# Little Flo - home on Saturday



## wendy diane (May 21, 2011)

Can't wait to bring her home!!!






[/ATTACH]


----------



## Sarette (Mar 21, 2011)

Goodness, that's gone quick! I can't wait for an update on how she's settling in with you!! Gorgeous pics. she's a stunner! xx


----------



## dogtastic (Jun 12, 2011)

Flo looks such a sweetie, she's so gorgeous 

Can't wait to hear all about how she settles in and see lots of photos please  Best wishes, Karen.


----------



## Bini (Jul 4, 2011)

a real fluff ball already, too cute


----------



## JoJo (Mar 2, 2011)

ahhhh Little Flo ... get her home, she looks a snuggly little girl.


----------



## wendy diane (May 21, 2011)

Yes, lots of photos on Saturday! Will give you all the exciting details - if I have time with all the visitors I think we will get!!
As a friend commented from Saturday life will never be the same again! Sounds great to me!! I'll have so much to talk about and undoubtedly so many questions!!

▬▬▬▬▬▬▬▬▬▬

SET TASK:
Answer these questions about the forum thread above on Little Flo.
1. According to the thread's title, on what day is Little Flo coming home?
2. What name does the poster dogtastic sign off with?
3. What did a friend tell wendy diane about life from Saturday on?

▬▬▬▬▬▬▬▬▬▬

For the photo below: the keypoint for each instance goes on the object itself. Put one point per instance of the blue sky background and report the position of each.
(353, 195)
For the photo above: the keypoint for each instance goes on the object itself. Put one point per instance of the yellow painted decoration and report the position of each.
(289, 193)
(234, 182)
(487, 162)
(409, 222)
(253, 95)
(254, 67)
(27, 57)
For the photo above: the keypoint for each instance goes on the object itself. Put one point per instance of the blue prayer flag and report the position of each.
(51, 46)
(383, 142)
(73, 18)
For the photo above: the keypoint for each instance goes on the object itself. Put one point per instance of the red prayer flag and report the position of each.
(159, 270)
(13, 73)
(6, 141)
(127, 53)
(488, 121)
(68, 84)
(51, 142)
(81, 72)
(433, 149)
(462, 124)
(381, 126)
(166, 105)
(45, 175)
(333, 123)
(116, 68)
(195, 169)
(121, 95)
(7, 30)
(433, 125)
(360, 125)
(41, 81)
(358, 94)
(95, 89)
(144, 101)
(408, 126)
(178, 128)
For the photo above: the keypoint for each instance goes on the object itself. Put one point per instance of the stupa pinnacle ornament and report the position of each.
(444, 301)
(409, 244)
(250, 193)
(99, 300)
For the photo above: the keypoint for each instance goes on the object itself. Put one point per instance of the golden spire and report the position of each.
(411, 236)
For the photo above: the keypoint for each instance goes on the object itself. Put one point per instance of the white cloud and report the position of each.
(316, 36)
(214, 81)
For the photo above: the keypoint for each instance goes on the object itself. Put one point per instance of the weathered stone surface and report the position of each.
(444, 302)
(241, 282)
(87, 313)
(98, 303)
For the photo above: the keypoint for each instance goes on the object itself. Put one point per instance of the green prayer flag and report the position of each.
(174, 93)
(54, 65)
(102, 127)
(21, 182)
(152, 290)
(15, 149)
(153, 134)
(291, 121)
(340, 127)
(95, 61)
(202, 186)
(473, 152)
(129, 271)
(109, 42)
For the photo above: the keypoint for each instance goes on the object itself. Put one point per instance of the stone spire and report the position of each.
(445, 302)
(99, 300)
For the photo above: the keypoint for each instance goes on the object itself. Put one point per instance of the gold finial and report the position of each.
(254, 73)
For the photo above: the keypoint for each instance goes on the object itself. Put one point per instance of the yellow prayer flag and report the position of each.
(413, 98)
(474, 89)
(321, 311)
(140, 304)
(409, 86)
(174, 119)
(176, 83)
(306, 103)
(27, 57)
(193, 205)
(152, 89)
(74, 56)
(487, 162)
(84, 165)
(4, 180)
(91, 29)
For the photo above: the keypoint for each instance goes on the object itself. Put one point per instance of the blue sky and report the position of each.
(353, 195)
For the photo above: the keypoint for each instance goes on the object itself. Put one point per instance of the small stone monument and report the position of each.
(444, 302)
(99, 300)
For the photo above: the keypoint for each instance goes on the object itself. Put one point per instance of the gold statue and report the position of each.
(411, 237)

▬▬▬▬▬▬▬▬▬▬

WORKED SOLUTION:
1. Saturday
2. Karen
3. That life will never be the same again